**Excerpt provided**
§

This recipe actually has more vegetables in it than eggs, but you can customize your fillings. If, for instance, you’d rather skip the potatoes and you love mushrooms, adding some wild ones would be a great way to add some more protein. If you’re not a kale fan, you could substitute chopped spinach. Personally, I’m a big fan of sausage in frittatas, so you could add some to your veggie mixture. If your kids enjoy certain vegetables over others, poll them on which ones they would like. They might also vote for a meat lover’s version. There are so many variations, such as using sweet potatoes instead of white or gold ones. Go ahead and make it your own!
A lot of the prep work can be done in advance, like slicing your peppers and onions the night before, and having your potatoes already boiled and sliced. That way, you’re literally only spending maybe 10 minutes with it in your cast iron pan on the stove before you put it in the oven to brown.
If you are serving the frittata for brunch, I love to roast fresh tomatoes, topped with parmesan cheese as a side, but you could also serve a healthy salad. For those who want to add another layer of flavor, serve it with sides of salsa, guacamole and sour cream. And don’t forget the wine, such as a nice Chardonnay, or mix up some mimosas.

§

**Entries shown**

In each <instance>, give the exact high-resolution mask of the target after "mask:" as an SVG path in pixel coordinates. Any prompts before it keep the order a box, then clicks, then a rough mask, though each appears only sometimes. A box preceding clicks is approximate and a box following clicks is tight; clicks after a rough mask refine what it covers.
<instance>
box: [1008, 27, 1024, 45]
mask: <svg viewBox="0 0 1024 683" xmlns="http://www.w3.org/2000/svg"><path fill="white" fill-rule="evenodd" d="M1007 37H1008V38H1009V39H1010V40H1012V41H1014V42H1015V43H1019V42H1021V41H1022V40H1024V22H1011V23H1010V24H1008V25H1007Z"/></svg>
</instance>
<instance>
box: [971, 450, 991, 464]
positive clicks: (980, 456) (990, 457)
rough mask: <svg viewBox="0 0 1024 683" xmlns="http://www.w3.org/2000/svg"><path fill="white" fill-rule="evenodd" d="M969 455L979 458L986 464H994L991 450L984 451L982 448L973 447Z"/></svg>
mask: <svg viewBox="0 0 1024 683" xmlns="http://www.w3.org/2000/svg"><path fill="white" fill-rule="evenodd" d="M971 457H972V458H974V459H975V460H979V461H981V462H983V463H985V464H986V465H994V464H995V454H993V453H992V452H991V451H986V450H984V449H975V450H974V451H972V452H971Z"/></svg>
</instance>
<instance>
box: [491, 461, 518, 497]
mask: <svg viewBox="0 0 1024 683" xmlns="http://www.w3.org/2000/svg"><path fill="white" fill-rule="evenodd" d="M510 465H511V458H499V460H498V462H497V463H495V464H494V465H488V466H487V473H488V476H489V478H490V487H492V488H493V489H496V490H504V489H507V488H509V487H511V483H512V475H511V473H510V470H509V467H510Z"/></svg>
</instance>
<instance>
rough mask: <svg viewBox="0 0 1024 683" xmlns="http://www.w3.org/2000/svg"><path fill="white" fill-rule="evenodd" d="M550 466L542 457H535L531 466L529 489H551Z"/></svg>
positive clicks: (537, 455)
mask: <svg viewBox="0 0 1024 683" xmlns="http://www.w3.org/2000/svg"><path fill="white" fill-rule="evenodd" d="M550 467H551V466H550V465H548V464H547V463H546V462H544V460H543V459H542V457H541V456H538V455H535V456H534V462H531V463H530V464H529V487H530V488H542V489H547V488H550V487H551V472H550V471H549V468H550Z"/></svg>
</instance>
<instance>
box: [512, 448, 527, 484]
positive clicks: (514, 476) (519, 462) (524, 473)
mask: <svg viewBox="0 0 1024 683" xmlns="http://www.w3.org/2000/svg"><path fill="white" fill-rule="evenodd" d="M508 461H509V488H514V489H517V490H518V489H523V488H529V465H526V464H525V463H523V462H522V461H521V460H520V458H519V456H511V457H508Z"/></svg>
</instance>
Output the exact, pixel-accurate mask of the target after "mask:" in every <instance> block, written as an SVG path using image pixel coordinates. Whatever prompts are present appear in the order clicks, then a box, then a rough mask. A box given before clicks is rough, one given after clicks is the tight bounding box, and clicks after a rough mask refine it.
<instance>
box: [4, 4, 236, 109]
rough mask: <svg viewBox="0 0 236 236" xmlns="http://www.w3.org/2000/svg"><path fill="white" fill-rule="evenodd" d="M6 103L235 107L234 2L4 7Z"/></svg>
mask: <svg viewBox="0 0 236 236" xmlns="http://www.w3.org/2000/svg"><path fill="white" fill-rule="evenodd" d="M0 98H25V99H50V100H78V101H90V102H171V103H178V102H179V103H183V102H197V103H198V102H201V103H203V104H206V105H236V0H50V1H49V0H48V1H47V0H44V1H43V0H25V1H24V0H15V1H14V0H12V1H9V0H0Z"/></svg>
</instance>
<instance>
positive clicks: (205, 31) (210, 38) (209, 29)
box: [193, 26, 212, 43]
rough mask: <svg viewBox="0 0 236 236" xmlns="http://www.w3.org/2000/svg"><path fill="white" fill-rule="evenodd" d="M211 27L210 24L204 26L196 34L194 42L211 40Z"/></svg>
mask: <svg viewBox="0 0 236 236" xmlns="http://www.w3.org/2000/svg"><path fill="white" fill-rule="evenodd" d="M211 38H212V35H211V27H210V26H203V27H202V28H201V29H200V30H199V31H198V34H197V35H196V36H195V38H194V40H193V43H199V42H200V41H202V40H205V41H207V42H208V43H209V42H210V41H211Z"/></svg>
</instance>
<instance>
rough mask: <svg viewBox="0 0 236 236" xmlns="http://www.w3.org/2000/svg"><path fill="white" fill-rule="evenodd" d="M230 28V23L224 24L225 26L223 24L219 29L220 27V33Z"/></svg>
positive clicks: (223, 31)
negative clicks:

§

**What to do**
A) From the frittata excerpt, list every food or drink it suggests serving alongside the frittata.
B) According to the frittata excerpt, about how long does the frittata spend in the cast iron pan on the stove before going into the oven when the prep is done ahead?
C) Continue the frittata excerpt from the end of its final sentence.
The listing has no connection to the frittata excerpt.

**Results of the tasks**
A)
- Roasted fresh tomatoes topped with parmesan cheese
- A healthy salad
- Salsa
- Guacamole
- Sour cream
- Chardonnay
- Mimosas

B) Maybe 10 minutes.

C)
Overnight French Toast Casserole with Bourbon-Maple Syrup
12 (1-inch-thick) slices of fresh Cuban bread, or a baguette; discard the ends
5 large eggs, lightly beaten
1 cup packed light brown sugar
1 cup pure maple syrup, divided
1 cup chopped toasted pecans, divided
1 1/4 cups whole milk
6 tablespoons butter, melted
2 tablespoons (1 oz.) bourbon
2 tablespoons granulated sugar
1 1/4 teaspoons vanilla extract, divided
1 teaspoon orange zest plus 1 tablespoon fresh juice
1/2 teaspoon ground cinnamon
Fresh blueberries and/or raspberries (optional)
Lightly coat a 13-inch x 9-inch baking dish with cooking spray. > Stir together brown sugar, melted butter and 1⁄4 cup of maple syrup. > Spread the mixture in the bottom of the baking dish and sprinkle with 3⁄4 cup of the pecans. > Arrange bread slices evenly on top. > Whisk together eggs, milk, sugar, orange zest, cinnamon and one teaspoon of vanilla and pour over bread slices. > Cover and chill for at least 8 hours. > Preheat oven to 350°F. > Remove baking dish from refrigerator and let stand at room temperature for 10 minutes. > Bake uncovered until top is golden brown; about 35 minutes. > During final minutes of baking, combine bourbon, 3⁄4 cup maple syrup and 1⁄4 teaspoon vanilla in a saucepan and stir and cook over low setting until warm. > When ready to serve, sprinkle the entire casserole or individually plated portions with powdered sugar and pecans, and berries if desired. > Serve the bourbon-maple-vanilla syrup on the side.
Kale, Onion, Pepper & Potato Frittata
6 ounces goat cheese
4 whole eggs
3 egg whites
2 cups potatoes, boiled and then sliced
1 pound kale, trimmed, blanched 3 minutes in boiling water, drained, squeezed and coarsely chopped
1 sweet onion, sliced
1 large red pepper, sliced
2 tablespoons water
1/2 teaspoon paprika
Salsa or other side dishes (optional)
Heat oven to 400°. > Coat a cast iron skillet with cooking spray. > Cook onions and peppers in skillet over medium heat for about 5 minutes. > Add kale and stir, for about 5 more minutes. > Add goat cheese then the sliced potatoes and stir . > Whisk eggs, egg whites, water and paprika in a bowl, then stir into the veggie mixture. > Cook over medium-low heat for about 1 minute. > Transfer the skillet to the oven and bake until the eggs are set and the center is slightly runny, about 6 to 8 minutes, then broil until the top is golden, about 1 minute.